▶ Что нужно сделать
Пожалуйста, выпишите из приведённых ниже строк каждую, где встречается слово «trailer».

▶ Доступные строки

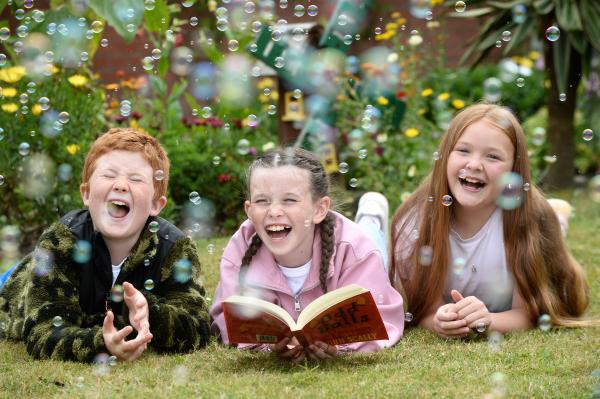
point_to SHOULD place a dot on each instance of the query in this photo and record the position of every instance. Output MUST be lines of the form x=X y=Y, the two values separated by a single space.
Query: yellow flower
x=458 y=104
x=77 y=80
x=11 y=108
x=12 y=74
x=427 y=92
x=411 y=132
x=9 y=92
x=36 y=110
x=72 y=148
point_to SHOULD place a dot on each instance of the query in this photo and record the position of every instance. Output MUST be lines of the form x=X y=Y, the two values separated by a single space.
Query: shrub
x=46 y=128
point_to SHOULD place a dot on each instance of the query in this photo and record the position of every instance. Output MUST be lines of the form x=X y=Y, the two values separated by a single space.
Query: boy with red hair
x=115 y=277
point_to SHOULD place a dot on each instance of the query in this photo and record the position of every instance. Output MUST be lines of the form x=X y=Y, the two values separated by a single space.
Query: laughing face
x=284 y=213
x=481 y=155
x=120 y=194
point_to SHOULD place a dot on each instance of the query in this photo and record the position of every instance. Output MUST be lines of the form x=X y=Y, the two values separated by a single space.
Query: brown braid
x=327 y=241
x=250 y=252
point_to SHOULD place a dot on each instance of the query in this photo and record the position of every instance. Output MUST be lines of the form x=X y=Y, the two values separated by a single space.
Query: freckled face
x=284 y=213
x=120 y=194
x=481 y=155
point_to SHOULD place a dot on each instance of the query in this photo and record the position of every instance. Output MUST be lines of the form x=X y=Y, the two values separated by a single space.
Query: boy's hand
x=447 y=323
x=289 y=348
x=321 y=351
x=138 y=308
x=472 y=310
x=115 y=340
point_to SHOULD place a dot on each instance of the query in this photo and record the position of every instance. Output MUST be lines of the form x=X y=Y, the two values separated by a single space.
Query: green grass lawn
x=558 y=363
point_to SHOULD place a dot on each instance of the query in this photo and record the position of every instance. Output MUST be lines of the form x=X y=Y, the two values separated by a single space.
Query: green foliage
x=42 y=185
x=211 y=158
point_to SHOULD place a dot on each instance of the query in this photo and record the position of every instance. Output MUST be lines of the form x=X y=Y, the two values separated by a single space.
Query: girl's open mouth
x=471 y=183
x=278 y=231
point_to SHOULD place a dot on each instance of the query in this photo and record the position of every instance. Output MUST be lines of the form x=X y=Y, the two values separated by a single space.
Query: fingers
x=280 y=346
x=321 y=351
x=456 y=296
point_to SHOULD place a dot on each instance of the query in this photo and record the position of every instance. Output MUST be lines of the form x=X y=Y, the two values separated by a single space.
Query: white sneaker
x=563 y=211
x=373 y=204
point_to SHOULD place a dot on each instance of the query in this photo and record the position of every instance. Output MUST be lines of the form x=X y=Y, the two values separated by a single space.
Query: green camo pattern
x=45 y=285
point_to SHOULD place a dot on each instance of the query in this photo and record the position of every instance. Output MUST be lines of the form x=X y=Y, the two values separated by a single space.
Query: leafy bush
x=46 y=129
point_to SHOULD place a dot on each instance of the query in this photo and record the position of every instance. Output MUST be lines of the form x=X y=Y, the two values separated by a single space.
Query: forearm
x=511 y=320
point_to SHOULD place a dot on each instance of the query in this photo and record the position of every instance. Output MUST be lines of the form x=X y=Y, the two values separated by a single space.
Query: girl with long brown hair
x=293 y=249
x=477 y=246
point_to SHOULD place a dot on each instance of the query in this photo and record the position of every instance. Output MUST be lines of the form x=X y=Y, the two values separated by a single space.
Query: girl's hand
x=290 y=349
x=472 y=310
x=321 y=351
x=447 y=323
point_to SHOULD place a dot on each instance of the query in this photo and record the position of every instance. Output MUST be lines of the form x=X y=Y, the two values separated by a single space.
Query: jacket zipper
x=297 y=303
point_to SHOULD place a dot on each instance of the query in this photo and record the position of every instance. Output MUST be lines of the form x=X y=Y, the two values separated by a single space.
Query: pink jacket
x=355 y=260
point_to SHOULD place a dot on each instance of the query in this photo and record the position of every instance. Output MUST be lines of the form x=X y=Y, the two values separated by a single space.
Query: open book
x=345 y=315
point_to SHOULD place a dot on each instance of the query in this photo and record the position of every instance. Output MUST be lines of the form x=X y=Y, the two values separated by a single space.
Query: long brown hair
x=548 y=277
x=319 y=186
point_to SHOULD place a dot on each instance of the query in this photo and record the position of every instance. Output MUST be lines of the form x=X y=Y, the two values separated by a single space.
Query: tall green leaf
x=125 y=16
x=561 y=56
x=567 y=13
x=590 y=13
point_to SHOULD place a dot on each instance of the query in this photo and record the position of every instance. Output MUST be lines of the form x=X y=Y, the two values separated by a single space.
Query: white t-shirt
x=296 y=276
x=117 y=270
x=478 y=266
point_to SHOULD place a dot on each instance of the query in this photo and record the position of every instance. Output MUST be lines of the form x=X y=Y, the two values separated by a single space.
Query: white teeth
x=276 y=227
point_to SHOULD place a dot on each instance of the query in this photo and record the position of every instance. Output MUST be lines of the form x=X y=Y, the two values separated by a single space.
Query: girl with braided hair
x=293 y=248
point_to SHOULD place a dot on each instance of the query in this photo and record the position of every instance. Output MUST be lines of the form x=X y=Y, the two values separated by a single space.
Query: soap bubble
x=510 y=185
x=460 y=6
x=149 y=284
x=182 y=270
x=195 y=198
x=116 y=293
x=545 y=322
x=552 y=33
x=243 y=147
x=82 y=251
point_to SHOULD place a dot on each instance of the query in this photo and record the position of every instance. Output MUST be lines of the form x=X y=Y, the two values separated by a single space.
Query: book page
x=328 y=300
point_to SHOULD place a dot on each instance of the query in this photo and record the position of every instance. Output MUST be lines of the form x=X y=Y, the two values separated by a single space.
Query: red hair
x=547 y=276
x=127 y=139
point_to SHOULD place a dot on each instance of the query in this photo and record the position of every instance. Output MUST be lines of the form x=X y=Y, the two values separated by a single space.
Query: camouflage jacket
x=56 y=298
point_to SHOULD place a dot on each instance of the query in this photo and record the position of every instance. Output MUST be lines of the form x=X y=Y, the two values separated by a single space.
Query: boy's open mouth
x=117 y=209
x=471 y=183
x=278 y=230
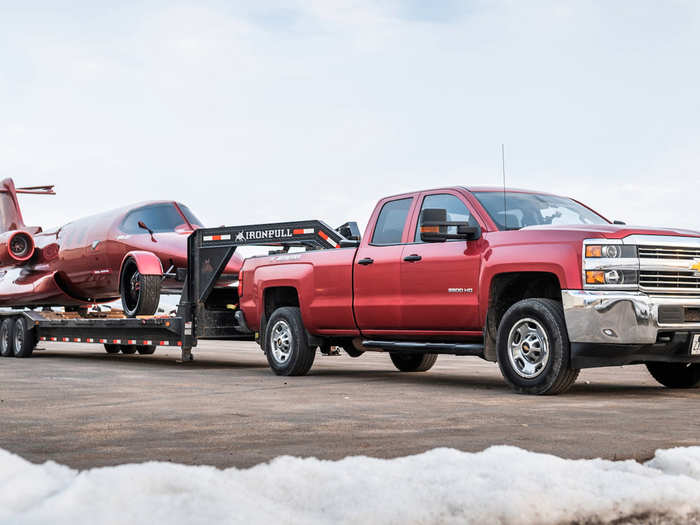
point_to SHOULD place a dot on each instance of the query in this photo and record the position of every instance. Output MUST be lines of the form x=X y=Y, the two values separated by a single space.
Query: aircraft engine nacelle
x=16 y=247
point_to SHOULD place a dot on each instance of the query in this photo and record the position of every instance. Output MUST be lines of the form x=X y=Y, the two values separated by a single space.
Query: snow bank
x=498 y=485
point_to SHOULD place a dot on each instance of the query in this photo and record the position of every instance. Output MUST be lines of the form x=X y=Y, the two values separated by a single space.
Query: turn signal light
x=595 y=277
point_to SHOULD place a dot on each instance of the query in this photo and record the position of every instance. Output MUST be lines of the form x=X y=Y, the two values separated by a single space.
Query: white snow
x=499 y=485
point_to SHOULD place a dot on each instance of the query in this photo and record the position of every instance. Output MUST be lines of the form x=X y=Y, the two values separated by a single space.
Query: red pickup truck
x=539 y=283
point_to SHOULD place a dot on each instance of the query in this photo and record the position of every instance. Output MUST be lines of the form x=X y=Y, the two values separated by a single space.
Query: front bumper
x=627 y=318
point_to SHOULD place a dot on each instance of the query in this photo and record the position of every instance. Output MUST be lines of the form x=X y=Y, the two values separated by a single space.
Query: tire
x=413 y=362
x=145 y=349
x=112 y=349
x=286 y=343
x=6 y=337
x=540 y=360
x=676 y=375
x=23 y=338
x=140 y=293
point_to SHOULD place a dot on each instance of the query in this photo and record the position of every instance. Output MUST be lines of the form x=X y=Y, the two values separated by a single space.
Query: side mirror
x=434 y=227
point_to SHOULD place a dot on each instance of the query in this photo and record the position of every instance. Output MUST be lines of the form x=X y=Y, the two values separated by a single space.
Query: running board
x=427 y=348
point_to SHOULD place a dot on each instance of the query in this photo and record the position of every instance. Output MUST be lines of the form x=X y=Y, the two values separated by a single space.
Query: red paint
x=80 y=262
x=393 y=298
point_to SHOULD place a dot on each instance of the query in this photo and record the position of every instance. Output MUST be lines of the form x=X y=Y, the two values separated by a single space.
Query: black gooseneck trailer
x=204 y=312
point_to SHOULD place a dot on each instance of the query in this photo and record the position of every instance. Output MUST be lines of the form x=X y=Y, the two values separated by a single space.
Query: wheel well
x=509 y=288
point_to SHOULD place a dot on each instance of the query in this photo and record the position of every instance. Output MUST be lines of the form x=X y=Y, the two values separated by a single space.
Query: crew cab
x=541 y=284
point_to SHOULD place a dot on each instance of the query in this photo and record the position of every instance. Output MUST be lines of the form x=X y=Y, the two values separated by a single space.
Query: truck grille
x=675 y=282
x=668 y=252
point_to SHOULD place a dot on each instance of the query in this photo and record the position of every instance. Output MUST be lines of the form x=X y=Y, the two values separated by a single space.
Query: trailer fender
x=148 y=263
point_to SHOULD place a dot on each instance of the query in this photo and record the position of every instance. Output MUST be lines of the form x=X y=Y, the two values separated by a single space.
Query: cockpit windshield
x=157 y=217
x=520 y=210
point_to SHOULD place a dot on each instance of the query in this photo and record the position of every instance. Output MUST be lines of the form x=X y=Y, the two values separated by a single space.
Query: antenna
x=503 y=169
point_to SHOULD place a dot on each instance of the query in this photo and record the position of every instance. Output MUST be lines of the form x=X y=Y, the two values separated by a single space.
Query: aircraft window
x=194 y=221
x=159 y=218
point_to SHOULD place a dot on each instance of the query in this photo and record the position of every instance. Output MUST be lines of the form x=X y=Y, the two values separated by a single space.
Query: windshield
x=534 y=209
x=194 y=221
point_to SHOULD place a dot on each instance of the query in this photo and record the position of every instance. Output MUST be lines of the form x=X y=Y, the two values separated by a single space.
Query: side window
x=457 y=211
x=391 y=222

▶ Решение задачи
Query: black gooseneck trailer
Query: trailer fender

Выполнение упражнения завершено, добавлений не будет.